**Dataset records**
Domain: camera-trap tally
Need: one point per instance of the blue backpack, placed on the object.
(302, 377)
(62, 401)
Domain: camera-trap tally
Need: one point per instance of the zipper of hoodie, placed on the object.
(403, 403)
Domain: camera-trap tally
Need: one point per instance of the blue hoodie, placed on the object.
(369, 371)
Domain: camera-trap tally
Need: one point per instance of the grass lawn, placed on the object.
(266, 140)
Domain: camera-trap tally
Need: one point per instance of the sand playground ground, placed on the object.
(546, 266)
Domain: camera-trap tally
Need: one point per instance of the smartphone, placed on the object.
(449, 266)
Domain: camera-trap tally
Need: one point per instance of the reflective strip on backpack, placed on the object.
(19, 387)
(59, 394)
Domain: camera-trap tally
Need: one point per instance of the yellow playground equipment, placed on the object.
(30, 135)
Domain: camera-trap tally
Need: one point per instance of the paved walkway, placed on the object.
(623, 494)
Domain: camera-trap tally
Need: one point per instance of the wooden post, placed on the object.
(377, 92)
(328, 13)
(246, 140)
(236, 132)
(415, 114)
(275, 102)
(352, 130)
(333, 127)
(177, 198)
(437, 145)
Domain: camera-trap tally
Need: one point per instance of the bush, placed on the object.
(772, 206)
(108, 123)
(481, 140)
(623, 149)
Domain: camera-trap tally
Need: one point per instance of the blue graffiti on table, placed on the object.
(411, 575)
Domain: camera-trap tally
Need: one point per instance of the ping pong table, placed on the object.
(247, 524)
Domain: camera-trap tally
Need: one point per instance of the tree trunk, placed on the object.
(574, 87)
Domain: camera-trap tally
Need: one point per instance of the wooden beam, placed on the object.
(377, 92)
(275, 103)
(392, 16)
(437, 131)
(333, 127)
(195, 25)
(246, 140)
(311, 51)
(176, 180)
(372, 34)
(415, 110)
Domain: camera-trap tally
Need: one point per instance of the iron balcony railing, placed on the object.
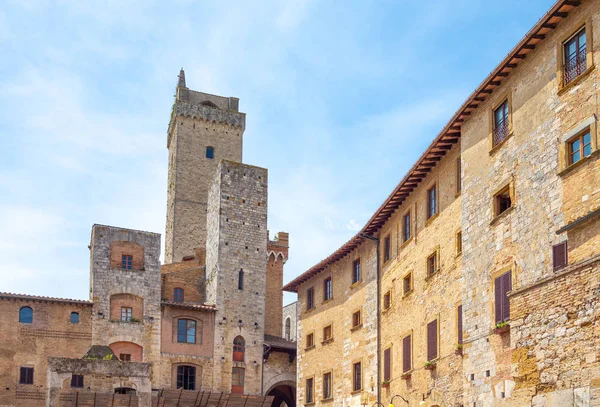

**Task requirements**
All of the entries above should be copied exactly, with the images left out.

**Reply**
Domain: camera-trap tally
Need: one point per instance of the blue backpack, placed on the object.
(302, 377)
(62, 401)
Domain: camera-trap tally
Need: one point per instance of the zipper of hoodie, placed on the object.
(403, 403)
Domain: camera-trap tally
Need: one point per instance of the blue hoodie, placed on the object.
(369, 371)
Domain: camera-trap tally
Need: one point per instance of the grass lawn, placed on the object.
(266, 140)
Domain: camera-trap tally
Need: one point per instance of the sand playground ground, placed on the object.
(546, 266)
Domain: camera-trap tally
Need: one point per instance of the smartphone, placed on the object.
(449, 266)
Domain: camera-trap tally
Need: one point per instance of the reflective strip on backpack, placed on the object.
(19, 387)
(59, 394)
Domain: camera-trap tally
Need: one point per instance of the yellow playground equipment, placed on the object.
(30, 135)
Domain: camera-trap tally
Need: one point per instance of the paved walkway, placed on the object.
(623, 494)
Domain: camera-trap tally
Need: one point per instance of the wooden post, placed on the object.
(377, 92)
(328, 13)
(246, 140)
(236, 132)
(415, 114)
(275, 102)
(352, 130)
(333, 127)
(177, 198)
(437, 145)
Domain: camera-trap tally
Need: one point per instance of the bush, placed on the object.
(772, 206)
(108, 123)
(481, 140)
(623, 149)
Domain: camera-trap tally
Need: one point per instance of the blue graffiti on table, placed on the object.
(411, 575)
Domain: camera-trap tally
Need: one point per instance of the ping pong table, placed on the object.
(247, 524)
Domain: camera-trap tally
Need: one point per instance of the tree trunk, placed on the object.
(574, 87)
Domain: camera-trap tally
Need: one point per instance of the wooden beam, placed on the object.
(377, 92)
(275, 103)
(392, 16)
(437, 131)
(333, 127)
(195, 25)
(246, 140)
(311, 51)
(176, 180)
(372, 34)
(415, 110)
Domain: camera-trap tally
Need: one point per instance of the iron balcony railing, placed on the object.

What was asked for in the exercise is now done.